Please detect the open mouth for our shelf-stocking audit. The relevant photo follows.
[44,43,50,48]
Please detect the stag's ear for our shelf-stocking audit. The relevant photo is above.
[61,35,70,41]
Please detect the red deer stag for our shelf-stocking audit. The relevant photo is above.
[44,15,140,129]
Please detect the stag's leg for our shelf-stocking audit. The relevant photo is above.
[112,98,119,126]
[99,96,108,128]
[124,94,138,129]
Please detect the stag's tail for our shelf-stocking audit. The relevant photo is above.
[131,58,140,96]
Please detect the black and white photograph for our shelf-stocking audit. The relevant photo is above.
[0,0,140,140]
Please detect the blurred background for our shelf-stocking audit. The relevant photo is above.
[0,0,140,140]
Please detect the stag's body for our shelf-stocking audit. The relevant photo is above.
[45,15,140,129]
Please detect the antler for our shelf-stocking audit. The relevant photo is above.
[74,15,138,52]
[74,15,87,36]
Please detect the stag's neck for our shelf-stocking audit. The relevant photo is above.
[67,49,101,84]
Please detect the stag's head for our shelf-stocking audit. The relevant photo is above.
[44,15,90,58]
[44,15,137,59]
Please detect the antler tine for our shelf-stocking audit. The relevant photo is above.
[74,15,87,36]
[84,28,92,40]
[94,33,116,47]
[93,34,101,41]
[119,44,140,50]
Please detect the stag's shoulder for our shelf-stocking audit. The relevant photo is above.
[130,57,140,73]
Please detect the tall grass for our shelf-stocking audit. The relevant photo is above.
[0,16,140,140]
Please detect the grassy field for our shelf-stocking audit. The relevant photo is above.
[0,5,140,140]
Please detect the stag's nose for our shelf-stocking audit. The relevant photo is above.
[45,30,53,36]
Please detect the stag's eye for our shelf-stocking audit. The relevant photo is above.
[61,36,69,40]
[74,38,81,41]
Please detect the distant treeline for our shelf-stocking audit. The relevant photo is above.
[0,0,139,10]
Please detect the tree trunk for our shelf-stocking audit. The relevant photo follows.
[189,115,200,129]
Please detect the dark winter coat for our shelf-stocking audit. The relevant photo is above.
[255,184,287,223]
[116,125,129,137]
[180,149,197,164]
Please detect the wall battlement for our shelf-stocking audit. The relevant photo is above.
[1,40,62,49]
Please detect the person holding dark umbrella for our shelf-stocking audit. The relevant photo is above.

----

Set problem: Reproduce all of the records above word for word, keeping every line unchanged.

Expected answer:
Please detect the open mouth for our shelf-stocking audit. The relevant photo follows.
[44,43,50,48]
Please detect the stag's ear for our shelf-stocking audit. The relevant photo is above.
[61,35,70,41]
Please detect the red deer stag for our shelf-stocking audit. The relevant photo is above.
[44,15,140,129]
Please detect the stag's leg for our shelf-stocking audit. The relevant photo is above.
[112,98,119,126]
[99,96,108,128]
[124,94,138,129]
Please detect the stag's tail for our shelf-stocking audit. The relevant photo is above.
[131,58,140,96]
Please detect the black and white photograph for our shelf-stocking audit. The relevant photo is above.
[0,0,140,140]
Please detect the blurred background for our shelf-stocking audit. The relevant photo is above.
[0,0,140,140]
Please detect the stag's body for our shelf-stocking audit. The relevant photo is above.
[45,15,140,129]
Please detect the antler for our shelf-stocking audit. The relevant photo is above.
[74,15,138,52]
[74,15,87,36]
Please detect the stag's neck for our shelf-stocking audit. The relevant photo is above.
[67,49,101,84]
Please detect the stag's head for our shelf-stocking audit. The relevant photo is above.
[44,15,90,58]
[44,15,137,59]
Please detect the antler tine for our shelf-stocking audit. The relevant photo is above.
[74,15,87,36]
[84,28,92,40]
[94,33,116,47]
[93,34,101,41]
[119,44,140,50]
Please detect the stag's shoulder for our shelf-stocking audit. The relevant photo is above.
[130,57,140,73]
Please detect the tall grass for our shelf-stocking audit. The relevant photo is above.
[0,16,140,140]
Please detect the grassy field for our shelf-stocking audit. The relevant photo is above.
[0,5,140,140]
Please detect the stag's nose for our shelf-stocking audit. The relevant photo is above.
[45,30,53,36]
Please detect the stag's eye for our shelf-stocking audit. The relevant photo is above.
[61,36,69,40]
[74,38,81,41]
Please detect the distant treeline for our shelf-stocking audit. The relevant photo is above.
[0,0,139,10]
Please detect the tree trunk for our shelf-stocking audit. The relevant photo follows.
[189,115,200,129]
Please detect the dark winter coat for our shelf-stocking audit. The relevant photo is above.
[255,184,287,223]
[116,125,129,137]
[180,149,197,164]
Please detect the wall battlement for our shelf-stocking audit. The relevant photo is above.
[1,40,62,49]
Please detect the person holding dark umbrella for our shelf-stocking audit. The relevant photo is above.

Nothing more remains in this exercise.